Information shown
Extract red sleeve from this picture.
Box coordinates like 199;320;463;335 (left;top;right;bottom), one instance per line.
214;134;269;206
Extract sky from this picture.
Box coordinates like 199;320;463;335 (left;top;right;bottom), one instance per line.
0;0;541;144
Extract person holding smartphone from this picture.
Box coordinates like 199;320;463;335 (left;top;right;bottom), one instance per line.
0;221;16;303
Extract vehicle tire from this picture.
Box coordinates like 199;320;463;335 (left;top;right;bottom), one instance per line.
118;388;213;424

Stated problem
Could you write out the entire listing above again, requests and all, adding 51 to each box coordinate in the answers while leaving the sample coordinates in the requests unchanged?

Output
Extract red sleeve from this picture.
Box coordinates like 199;320;463;335 (left;top;right;bottom), one instance per line.
265;185;320;257
Extract sky from this picture.
Box coordinates like 199;320;463;335 (left;top;right;bottom), one instance per line.
51;51;592;195
Extract person holding smartphone from this picture.
Box coordinates like 199;320;463;335 (left;top;right;bottom), one instance per line.
51;272;67;354
Extract vehicle tire from this picture.
Box coordinates like 199;320;463;335 (left;top;right;bottom), one instance per line.
169;439;264;475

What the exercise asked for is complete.